Estratto della pagina:

○ ○ ○ ○ ○

MESSAGGIO DEL PAPA GMM 2008: AUTOREVOLI PRESENTAZIONI E COMMENTI
Vaticano (Migranti-press) – La settimana scorsa è stato pubblicato il Messaggio del S. Padre per la Giornata Mondiale del migrante e del rifugiato 2008, che si celebra il prossimo 13 gennaio ed ha per tema “I giovani migranti”. Nel rendere pubblico il messaggio presso la sala stampa del Vaticano, le tre personalità più rappresentative del Pontificio Consiglio della pastorale per i Migranti è gli Itineranti, hanno svolto tre interventi che sono più di una semplice presentazione del testo pontificio, ne sono una opportuna inquadratura, anzi un commento e un’integrazione. Perciò li riportiamo qui di seguito integralmente: serviranno per una più circostanziata e ricca preparazione della Giornata. Fonte: Migranti-press 50
Alla Migrantes, da parte sua, nel leggere attentamente questi interventi sono venute spontanee alcune considerazioni collaterali, esse pure pertinenti al tema della Giornata.
1. Quanto nel Messaggio del S. Padre e dei predetti interventi si dice dei giovani migranti dei nostri giorni, sembra fotocopia, rievocazione di impressionante realismo di quanto è avvenuto per molti anni, diciamo pure per circa un trentennio, con i figli dei nostri emigrati fin dal primo dopoguerra. Cose penose per non dire drammatiche che allora leggevamo nelle cronache, nelle quali certamente più di uno di noi è stato coinvolto o almeno ne può essere testimone diretto: in particolare il fatto che questi “orfani bianchi”, rimasti per anni lontani, emigrati per un tempo che nelle intenzioni doveva essere breve, ma che si è prolungato spesso oltremisura, al ricongiungersi con i loro genitori quasi più non li riconoscevano o lasciavano con evidenza trasparire che il legame affettivo nel frattempo si era molto inaridito. Certamente questi ragazzi hanno spesso dimostrato di avere una straordinaria capacità di ricupero e di progressiva presa di coscienza dei sacrifici affrontati dai genitori con persistente amore e totale dedizione per creare proprio per loro, per i figli, un nido – casa compresa – più accogliente e un avvenire meno insicuro; di conseguenza il trauma infantile veniva, col progredire dell’età, superato o almeno abbondantemente compensato dall’arricchimento che l’esperienza migratoria, per quanto dura, di genitori e figli porta con sé.

○ ○ ○ ○ ○

Record di origine:

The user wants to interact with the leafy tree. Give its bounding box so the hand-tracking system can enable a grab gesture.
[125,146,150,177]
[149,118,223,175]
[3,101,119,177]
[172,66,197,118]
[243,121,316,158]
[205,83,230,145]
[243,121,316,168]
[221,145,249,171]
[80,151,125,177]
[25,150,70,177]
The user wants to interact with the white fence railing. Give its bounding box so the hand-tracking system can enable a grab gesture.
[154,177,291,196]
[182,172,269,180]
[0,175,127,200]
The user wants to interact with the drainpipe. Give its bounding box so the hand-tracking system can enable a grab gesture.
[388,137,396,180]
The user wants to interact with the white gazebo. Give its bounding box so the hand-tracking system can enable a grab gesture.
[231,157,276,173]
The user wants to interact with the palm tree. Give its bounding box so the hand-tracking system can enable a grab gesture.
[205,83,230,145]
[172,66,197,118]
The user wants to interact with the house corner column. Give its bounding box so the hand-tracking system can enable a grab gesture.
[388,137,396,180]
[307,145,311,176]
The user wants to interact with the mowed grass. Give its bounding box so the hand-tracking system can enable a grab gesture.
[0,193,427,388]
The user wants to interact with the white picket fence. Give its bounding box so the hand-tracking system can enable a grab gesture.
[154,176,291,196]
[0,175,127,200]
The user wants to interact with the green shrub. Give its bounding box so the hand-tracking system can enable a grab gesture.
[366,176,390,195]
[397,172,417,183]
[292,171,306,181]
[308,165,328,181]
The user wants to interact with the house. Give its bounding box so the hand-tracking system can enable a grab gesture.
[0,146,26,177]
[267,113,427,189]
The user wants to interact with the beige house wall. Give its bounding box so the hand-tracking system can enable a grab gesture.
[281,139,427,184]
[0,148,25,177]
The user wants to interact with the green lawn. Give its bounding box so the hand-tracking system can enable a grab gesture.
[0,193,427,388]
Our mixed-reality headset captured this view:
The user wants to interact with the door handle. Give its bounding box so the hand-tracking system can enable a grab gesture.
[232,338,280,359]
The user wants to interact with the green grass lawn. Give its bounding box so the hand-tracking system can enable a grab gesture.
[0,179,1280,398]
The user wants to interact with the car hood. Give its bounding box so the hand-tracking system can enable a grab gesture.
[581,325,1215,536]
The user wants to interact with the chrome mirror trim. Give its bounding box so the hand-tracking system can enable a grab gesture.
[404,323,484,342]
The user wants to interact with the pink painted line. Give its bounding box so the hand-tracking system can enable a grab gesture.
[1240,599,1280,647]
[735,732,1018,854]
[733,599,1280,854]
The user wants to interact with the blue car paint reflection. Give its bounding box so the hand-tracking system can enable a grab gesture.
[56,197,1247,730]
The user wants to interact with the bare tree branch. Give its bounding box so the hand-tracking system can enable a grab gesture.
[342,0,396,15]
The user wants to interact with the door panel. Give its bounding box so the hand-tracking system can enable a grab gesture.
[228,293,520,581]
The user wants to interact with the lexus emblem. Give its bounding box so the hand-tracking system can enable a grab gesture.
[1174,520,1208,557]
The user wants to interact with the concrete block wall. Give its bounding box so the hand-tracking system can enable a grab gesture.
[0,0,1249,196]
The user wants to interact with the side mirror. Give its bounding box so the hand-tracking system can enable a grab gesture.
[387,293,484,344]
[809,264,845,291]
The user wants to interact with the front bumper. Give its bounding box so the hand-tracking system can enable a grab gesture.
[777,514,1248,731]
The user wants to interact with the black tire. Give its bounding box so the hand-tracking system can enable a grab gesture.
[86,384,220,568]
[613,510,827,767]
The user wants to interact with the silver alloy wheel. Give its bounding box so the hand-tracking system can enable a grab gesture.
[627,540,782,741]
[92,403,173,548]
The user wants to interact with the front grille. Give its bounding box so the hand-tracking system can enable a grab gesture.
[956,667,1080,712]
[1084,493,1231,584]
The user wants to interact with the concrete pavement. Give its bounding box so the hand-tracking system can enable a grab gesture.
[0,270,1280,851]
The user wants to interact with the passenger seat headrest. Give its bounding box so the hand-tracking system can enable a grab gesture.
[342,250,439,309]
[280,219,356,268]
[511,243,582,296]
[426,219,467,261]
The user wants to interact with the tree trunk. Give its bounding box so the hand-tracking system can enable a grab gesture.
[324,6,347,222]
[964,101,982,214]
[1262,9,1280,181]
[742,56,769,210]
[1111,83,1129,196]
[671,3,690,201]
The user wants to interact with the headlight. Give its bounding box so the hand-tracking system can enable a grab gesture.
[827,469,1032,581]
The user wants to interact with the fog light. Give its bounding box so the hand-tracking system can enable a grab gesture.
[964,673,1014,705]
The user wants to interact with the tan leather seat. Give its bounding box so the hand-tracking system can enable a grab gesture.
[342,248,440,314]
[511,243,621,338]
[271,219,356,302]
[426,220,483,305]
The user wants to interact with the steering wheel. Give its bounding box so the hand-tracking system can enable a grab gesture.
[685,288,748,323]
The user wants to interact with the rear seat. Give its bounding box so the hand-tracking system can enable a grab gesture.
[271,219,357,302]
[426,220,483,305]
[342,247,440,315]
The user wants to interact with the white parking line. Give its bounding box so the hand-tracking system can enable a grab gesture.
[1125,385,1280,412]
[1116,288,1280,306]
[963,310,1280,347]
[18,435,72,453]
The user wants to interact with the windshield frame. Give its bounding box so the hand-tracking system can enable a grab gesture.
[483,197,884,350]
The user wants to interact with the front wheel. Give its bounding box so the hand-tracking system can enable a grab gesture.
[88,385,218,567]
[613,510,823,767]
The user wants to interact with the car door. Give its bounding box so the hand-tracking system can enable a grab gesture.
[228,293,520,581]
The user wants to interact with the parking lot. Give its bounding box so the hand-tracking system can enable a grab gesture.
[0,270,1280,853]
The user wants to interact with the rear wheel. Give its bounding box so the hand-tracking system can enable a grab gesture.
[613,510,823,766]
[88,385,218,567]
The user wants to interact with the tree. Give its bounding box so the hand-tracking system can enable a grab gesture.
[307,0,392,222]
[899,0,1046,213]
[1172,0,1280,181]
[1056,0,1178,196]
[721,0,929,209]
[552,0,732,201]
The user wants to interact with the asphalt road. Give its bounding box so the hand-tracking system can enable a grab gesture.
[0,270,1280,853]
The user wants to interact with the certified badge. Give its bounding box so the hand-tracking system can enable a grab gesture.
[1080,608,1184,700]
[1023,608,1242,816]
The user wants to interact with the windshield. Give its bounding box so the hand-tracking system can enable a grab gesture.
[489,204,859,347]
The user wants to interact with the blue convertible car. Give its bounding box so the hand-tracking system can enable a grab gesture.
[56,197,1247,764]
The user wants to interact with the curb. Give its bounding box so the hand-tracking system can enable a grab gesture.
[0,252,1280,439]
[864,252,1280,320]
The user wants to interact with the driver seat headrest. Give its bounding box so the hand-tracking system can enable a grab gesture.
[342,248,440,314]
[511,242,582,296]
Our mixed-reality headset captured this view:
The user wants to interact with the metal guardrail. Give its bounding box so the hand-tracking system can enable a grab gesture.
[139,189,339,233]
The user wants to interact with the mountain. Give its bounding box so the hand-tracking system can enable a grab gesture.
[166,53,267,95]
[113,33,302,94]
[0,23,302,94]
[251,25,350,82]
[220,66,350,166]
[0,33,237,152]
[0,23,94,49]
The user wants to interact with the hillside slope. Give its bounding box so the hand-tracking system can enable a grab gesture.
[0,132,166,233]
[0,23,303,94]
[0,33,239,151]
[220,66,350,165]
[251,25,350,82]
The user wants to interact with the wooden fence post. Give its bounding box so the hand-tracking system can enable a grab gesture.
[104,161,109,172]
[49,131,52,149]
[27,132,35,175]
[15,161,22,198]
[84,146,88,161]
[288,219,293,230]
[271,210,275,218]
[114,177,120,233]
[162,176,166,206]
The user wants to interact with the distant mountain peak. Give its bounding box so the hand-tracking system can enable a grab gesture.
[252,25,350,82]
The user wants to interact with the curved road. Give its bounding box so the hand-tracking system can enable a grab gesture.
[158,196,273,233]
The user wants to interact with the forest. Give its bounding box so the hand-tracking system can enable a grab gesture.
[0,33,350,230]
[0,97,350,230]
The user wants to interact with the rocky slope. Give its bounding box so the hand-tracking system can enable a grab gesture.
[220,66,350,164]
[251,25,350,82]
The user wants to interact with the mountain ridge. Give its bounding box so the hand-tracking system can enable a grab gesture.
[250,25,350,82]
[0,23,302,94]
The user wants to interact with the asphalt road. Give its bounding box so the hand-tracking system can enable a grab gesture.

○ ○ ○ ○ ○

Obiettivi:
a. Secondo l'estratto della pagina, qual è il tema della Giornata Mondiale del migrante e del rifugiato 2008?
b. Trascrivi come elenco numerato le righe dei record, partendo da quella che contiene "The user wants to interact with the windshield frame." e arrivando a quella che contiene "[56,197,1247,764]", entrambe comprese. Ometti le righe vuote.

Risposte svolte:
a. Il tema è "I giovani migranti".

b.
1. The user wants to interact with the windshield frame. Give its bounding box so the hand-tracking system can enable a grab gesture.
2. [483,197,884,350]
3. The user wants to interact with the front wheel. Give its bounding box so the hand-tracking system can enable a grab gesture.
4. [88,385,218,567]
5. [613,510,823,767]
6. The user wants to interact with the car door. Give its bounding box so the hand-tracking system can enable a grab gesture.
7. [228,293,520,581]
8. The user wants to interact with the parking lot. Give its bounding box so the hand-tracking system can enable a grab gesture.
9. [0,270,1280,853]
10. The user wants to interact with the rear wheel. Give its bounding box so the hand-tracking system can enable a grab gesture.
11. [613,510,823,766]
12. [88,385,218,567]
13. The user wants to interact with the tree. Give its bounding box so the hand-tracking system can enable a grab gesture.
14. [307,0,392,222]
15. [899,0,1046,213]
16. [1172,0,1280,181]
17. [1056,0,1178,196]
18. [721,0,929,209]
19. [552,0,732,201]
20. The user wants to interact with the asphalt road. Give its bounding box so the hand-tracking system can enable a grab gesture.
21. [0,270,1280,853]
22. The user wants to interact with the certified badge. Give its bounding box so the hand-tracking system can enable a grab gesture.
23. [1080,608,1184,700]
24. [1023,608,1242,816]
25. The user wants to interact with the windshield. Give its bounding box so the hand-tracking system can enable a grab gesture.
26. [489,204,859,347]
27. The user wants to interact with the blue convertible car. Give its bounding box so the hand-tracking system can enable a grab gesture.
28. [56,197,1247,764]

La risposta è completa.